Job 1: In the interview below, what does EC name as the one common thread running through all of these projects?
Job 2: Pick up the interview about classical music at the point where it stops, and continue it.
[Begin Extract to read]
FHR: It’s really wonderful that you’ve come to classical music via an alternative route to most other people.                                                                                                                          

EC: Yeah, I’m glad you’ve said that… I feel like you can bring in your influences and look at things slightly different. Being Scottish and not having classic training kind of adds a level of being the underdog, which is quite fun.

FHR: But also it means you’re using probably different influences to those who have come from a classical background. You may have classical influences but some of you influences are coming from the psychedelic and acid folk bands you’re listening to.

EC: I think the one common thread with all of these projects is storytelling. The ability to tell a story in different form.  I’m actually inspired more by what I call real artists, painters, architects, film directors and producers and art curated shows. I’m more inspired by that than musicians generally. Although I am inspired by classical musicians, when I see someone walk in with a cello, I get really excited, the same kind of excitement I used to get when I was learning how to record on a Tascam tape machine, kind of, what can I do here?

FHR: I wanted to ask a question in relation to Opera North and particularly the film music project. I was really interested to see you’re following in the footsteps of some pretty amazing artists; Matthew Bourne, Jóhann Jóhannsson and Hildur Gudnadottir to mention but a few. How does it feel to be in such company?
[End Extract to read]
[Begin Listing]
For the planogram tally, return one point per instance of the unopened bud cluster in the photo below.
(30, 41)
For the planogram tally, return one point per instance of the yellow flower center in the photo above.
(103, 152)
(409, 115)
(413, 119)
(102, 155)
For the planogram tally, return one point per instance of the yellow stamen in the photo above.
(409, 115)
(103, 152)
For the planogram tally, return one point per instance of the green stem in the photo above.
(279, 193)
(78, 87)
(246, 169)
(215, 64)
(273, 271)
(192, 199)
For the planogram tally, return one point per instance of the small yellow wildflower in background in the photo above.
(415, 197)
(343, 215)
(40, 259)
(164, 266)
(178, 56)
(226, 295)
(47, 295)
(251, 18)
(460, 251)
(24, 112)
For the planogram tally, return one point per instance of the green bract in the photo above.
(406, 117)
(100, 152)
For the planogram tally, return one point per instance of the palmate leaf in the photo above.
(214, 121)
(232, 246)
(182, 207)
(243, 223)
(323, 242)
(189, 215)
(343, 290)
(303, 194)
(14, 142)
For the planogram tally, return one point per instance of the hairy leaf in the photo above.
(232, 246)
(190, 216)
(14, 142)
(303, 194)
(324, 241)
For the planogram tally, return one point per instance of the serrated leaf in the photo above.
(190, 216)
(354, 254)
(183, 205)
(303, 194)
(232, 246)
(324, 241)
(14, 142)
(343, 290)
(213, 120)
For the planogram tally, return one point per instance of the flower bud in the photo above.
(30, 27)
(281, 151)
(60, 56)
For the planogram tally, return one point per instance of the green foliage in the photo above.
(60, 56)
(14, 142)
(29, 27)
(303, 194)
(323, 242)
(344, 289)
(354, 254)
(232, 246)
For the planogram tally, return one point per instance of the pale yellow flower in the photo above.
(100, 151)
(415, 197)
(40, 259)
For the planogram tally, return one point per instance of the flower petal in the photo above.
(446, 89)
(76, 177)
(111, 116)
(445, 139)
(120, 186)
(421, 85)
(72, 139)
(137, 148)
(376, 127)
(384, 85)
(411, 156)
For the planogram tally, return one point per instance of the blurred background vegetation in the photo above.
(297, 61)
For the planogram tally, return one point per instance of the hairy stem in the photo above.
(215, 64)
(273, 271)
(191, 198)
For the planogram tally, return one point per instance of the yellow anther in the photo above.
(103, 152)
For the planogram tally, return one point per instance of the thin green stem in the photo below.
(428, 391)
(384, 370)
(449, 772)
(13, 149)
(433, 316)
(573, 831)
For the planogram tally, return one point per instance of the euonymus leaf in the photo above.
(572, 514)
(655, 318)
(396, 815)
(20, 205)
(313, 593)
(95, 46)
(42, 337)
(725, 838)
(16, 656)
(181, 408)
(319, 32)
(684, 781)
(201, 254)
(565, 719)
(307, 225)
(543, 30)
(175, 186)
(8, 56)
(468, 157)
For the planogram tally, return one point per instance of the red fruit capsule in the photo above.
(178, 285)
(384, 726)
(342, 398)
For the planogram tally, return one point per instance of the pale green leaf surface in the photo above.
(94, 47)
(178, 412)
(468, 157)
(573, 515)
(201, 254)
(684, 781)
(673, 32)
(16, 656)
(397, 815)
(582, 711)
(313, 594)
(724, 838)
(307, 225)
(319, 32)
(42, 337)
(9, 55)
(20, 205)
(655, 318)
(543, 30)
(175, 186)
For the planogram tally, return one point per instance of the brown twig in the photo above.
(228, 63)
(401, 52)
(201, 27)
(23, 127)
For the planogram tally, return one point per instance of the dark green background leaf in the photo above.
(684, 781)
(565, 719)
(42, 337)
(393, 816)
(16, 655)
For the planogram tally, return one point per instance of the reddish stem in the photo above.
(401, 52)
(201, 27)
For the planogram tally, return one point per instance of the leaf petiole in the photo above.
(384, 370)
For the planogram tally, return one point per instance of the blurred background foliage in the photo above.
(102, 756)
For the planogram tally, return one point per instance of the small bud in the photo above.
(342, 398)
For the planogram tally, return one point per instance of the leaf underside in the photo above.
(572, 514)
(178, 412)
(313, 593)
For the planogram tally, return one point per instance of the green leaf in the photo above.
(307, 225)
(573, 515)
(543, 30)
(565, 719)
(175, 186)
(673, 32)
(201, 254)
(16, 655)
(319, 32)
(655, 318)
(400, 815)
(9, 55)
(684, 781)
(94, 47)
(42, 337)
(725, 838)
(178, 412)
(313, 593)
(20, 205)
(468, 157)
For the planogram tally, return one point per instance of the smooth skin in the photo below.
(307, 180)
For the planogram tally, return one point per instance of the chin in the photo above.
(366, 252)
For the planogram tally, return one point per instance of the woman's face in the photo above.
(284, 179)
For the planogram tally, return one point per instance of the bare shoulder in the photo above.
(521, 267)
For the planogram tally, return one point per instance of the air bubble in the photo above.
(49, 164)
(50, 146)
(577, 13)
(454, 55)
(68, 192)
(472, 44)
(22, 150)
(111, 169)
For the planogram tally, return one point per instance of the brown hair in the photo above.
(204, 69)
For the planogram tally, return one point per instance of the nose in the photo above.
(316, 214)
[End Listing]
Exercise output 1: Storytelling.

Exercise output 2:
EC: I love all their work. I mean, Johann’s work, which was vastly collaborative with Hildur, particularly over the five years prior to his death is an absolute constant. Johann would be a great collaborator, that’s what I take from his work. This idea that collaboration is being in the room constantly, that’s what it was in bands, jamming. For me, it’s different in this world and I enjoy it much more. You’re working on something on your own for ages and you get it to 80%, somewhere that’s really close, and it’s that last 20%, you just don’t know, you’re bringing in someone, Johann would work with Hildur and then that piece would just transform into something else. Was it Robert Aiki Aubrey Lowe? He’d worked with this incredible vocalist on the Arrival soundtrack and that soundtrack is, I think the best soundtrack of the last decade. I don’t know if you know the film or if you know the soundtrack, just listen to the soundtrack alone, it’s brilliant.

FHR: I think it’s the same with all of his soundtracks, I regularly just stick one on while I am working or something…actually it’s often distracting, and I end up listening to the music and not doing any work.

EC: We’re going to be quite geeky now, have you watched his First and Last Men? Watch it, and listen to the soundtrack, it’s fantastic. Hildur’s on there and Robert and another Icelandic bass player. I think you’ll really enjoy that, but anyway…

FHR: Now we’ve got a basic idea about you and your work, how did this project come about?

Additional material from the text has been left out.